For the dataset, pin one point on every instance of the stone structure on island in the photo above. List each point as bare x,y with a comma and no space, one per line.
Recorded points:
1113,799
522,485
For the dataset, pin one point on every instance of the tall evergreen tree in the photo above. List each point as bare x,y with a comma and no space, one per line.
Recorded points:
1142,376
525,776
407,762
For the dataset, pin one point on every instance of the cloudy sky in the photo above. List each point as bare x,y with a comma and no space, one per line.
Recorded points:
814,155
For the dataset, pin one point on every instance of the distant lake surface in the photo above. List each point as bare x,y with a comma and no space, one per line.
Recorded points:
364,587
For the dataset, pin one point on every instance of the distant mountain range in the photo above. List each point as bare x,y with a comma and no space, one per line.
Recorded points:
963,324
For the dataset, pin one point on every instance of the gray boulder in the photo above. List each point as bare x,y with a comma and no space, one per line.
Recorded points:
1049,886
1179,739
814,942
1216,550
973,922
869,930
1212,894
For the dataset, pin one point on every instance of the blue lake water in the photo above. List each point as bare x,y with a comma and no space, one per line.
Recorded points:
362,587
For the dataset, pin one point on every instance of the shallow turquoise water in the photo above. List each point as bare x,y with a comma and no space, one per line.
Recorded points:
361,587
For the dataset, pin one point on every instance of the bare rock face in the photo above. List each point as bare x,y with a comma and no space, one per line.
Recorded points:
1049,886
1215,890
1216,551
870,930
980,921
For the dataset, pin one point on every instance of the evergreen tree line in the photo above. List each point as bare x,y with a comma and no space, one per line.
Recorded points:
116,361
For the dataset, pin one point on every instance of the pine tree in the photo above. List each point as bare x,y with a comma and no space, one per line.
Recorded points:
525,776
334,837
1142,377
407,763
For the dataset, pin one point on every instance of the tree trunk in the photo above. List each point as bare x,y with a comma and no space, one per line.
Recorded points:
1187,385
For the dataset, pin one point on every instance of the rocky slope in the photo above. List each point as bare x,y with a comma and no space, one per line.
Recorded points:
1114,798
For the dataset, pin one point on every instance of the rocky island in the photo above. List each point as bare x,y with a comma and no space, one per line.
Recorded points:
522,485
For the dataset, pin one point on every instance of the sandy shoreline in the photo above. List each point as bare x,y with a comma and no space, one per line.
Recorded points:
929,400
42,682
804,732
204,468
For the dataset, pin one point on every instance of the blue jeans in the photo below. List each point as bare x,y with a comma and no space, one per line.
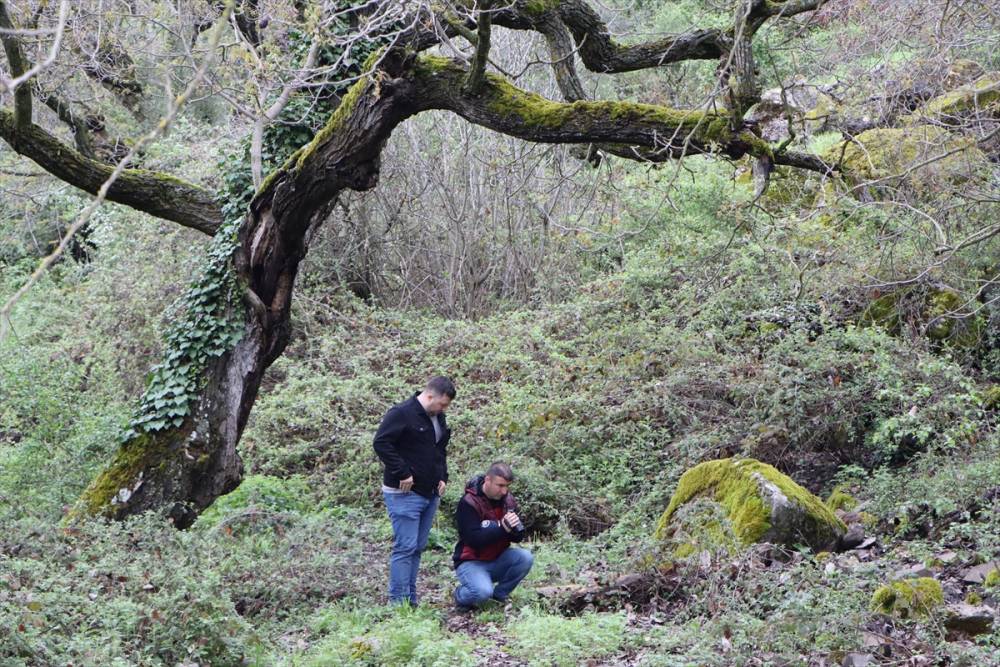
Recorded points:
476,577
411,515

- - - - -

* **Scopo del compito**:
Per favore, ricopia tutti i record qui sopra riga per riga, identici, tralasciando le immagini.

* **Risposta al compito**:
For the dataset, pin one point on every instance of the stone structure on island in the photo above. List each point as bare x,y with a comma and no space, one per line.
Recorded points:
1113,799
522,485
For the dataset, pin one point on every instance of the tall evergreen tree in the photo above. List each point as bare x,y with a comma and no space, one per line.
Recorded points:
1142,376
525,776
407,762
For the dataset, pin one point on every instance of the cloudy sky in the photo above. List each point as bare x,y with a comma and no space, one per line.
Recorded points:
814,155
For the dataset, pin one point on every instance of the distant lake surface in the photo above. List each point as bare x,y with a comma and no space, one per line.
Recorded points:
364,587
For the dataset, pin one point on every instance of the distant mountain range in the photo above. List each point as bare x,y with a comma and no space, one per line.
Recorded points:
963,324
For the dataset, pin one point on every instance of the gray boulder in the photo above. List each point as bare x,y with a comma and no space, one per line.
Recorded points:
1049,886
1179,739
814,942
1216,550
973,922
869,930
1212,894
For the dataset, pin one point on every instance of the blue lake water in the photo above. List each point as bare x,y with a comma and no space, one per line.
Recorded points:
362,587
For the dataset, pin one point on every instance of the shallow turquoise water in the photo above. List each point as bare x,y with a comma and no space, one per line.
Recorded points:
361,587
For the dataset, pin one point on every instance of the bare rock face in the photo above. List each point as bare x,y with a comma and no space, one per line.
Recorded points:
1049,886
1215,890
1216,551
870,930
980,921
For the dataset, pin one point on every instance of the evergreen tree line in the photo above. List each point as bare x,y with a comma and no space, one per line.
Recorded points:
116,361
For the dataset, pin one point on every instance of the pine tree in the photo above. List each point as bare x,y with a comma and no space, one per line.
Recorded points:
525,776
334,837
1142,377
407,763
For the dataset, pin one point on every instance of the tree trunk in the photo above. List each point as bare x,y with a comma and no space, one per line.
Recorded points:
1187,385
For the dataset, pin one point on every instance of the rocky slope in the photo above. List each point as bare x,y with a comma and no space, one per line.
Recorded points:
1114,798
For the dataset, pin one point on every instance of the rocky island in the photo above. List each point as bare x,y with a comma and no space, one per line.
Recorded points:
522,485
For the dataset, pin one point on every instance of the sandy shoreline in the photo above. List each point as bare x,y with a comma and no space, one per line.
Recorded points:
929,400
42,682
804,732
204,468
For the dataset, pin one point on every instance of the blue jeans in the photo below. List each point as bare x,y with a comma and no space, one per line.
Recorded points:
476,577
411,515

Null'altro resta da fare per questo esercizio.